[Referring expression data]
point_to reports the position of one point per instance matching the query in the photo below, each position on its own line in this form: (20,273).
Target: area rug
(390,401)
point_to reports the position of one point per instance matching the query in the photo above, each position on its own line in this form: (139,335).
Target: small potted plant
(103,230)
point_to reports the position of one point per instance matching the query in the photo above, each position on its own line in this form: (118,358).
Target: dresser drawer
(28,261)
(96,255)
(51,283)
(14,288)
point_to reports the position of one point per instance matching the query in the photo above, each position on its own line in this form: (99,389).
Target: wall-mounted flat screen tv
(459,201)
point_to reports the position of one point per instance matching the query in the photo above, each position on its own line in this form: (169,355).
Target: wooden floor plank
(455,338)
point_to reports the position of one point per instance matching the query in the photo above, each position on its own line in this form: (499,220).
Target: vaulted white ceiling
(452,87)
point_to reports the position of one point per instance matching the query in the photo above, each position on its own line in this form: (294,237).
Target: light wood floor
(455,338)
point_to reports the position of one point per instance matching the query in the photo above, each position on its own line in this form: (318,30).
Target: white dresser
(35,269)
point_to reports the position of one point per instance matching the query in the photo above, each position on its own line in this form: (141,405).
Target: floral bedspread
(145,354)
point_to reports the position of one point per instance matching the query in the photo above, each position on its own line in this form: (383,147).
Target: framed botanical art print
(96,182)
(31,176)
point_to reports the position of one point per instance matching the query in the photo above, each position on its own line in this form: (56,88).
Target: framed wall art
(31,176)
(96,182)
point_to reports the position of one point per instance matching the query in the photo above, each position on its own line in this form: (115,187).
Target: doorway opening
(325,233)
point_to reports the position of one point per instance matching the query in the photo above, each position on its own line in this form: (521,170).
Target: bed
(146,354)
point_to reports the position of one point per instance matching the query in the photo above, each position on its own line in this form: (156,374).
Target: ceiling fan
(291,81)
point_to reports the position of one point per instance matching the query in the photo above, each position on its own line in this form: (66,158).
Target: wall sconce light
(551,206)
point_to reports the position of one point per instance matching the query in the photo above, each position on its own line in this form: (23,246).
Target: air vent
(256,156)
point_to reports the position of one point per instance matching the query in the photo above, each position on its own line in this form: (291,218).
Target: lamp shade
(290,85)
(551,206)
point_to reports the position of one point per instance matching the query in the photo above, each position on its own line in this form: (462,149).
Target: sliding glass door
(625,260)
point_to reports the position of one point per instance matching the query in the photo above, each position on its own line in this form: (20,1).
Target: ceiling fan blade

Description of the task
Please copy out each entry exactly as it appears above.

Your solution
point_to reports the position of one point per instance matching the query in the photo below, each position on its own line in this form: (20,273).
Target: area rug
(390,401)
point_to reports the position of one point per instance matching the query in the photo above, each position on its own line in this form: (139,335).
Target: small potted plant
(103,230)
point_to reports the position of one point per instance matching the query in the photo above, each position on its own line in this form: (118,358).
Target: dresser drawer
(28,261)
(96,255)
(51,283)
(14,288)
point_to reports the position of one point per instance matching the query in the photo above, each position on its own line in this form: (99,389).
Target: wall-mounted flat screen tv
(459,201)
point_to reports the position of one point per instance matching the query in the photo above, each position on its own line in this form: (169,355).
Target: wooden floor plank
(455,338)
point_to reports the position of one point per instance matching the query in the photo above, each position on its own line in this form: (499,220).
Target: vaulted white ceiling
(452,87)
point_to reports the position of one point per instance matching the query in the photo above, each position on its own line in this form: (294,237).
Target: light wood floor
(455,338)
point_to reports the position of one point per instance matching the query in the photo above, each position on its own line in this form: (318,30).
Target: white dresser
(35,269)
point_to reports the position of one point per instance matching the query in the photo above, each position on its own line in this form: (141,405).
Target: floral bedspread
(145,354)
point_to reports the position of one point per instance matching the query in the photo above, each position on its own line in this form: (383,147).
Target: framed botanical art print
(96,182)
(31,176)
point_to reports the position of one point per instance matching the query in the photo above, each position on its own line in this form: (56,88).
Target: framed wall art
(31,176)
(96,182)
point_to reports the position of one point per instance matching the query in the photo above, each position on its own line in this form: (115,187).
Target: doorway opening
(325,233)
point_to reports the position of one point per instance matching the query in the photo above, each position on its own line in this form: (521,170).
Target: bed
(146,354)
point_to reports the position of one point per instance matching the query in the photo above, each position on its own line in this form: (156,374).
Target: ceiling fan
(291,81)
point_to reports the position of one point per instance matching the query in the photo above, each position on its own line in this form: (66,158).
Target: wall sconce light
(551,206)
point_to reports the position of one point per instance matching the query in the photo above, each position on its own line in this form: (23,246).
Target: air vent
(256,156)
point_to reports the position of one point per instance matching the query in the photo above, each position on its own line in this form: (291,218).
Target: lamp shade
(290,85)
(551,206)
point_to reports the position of one point per instance matching the query in the photo above, each position on its own line in this form: (462,149).
Target: sliding glass door
(625,260)
point_to reports the position of one point per instance matching the query in the photo above, each position on its own line in this form: (20,1).
Target: ceiling fan blade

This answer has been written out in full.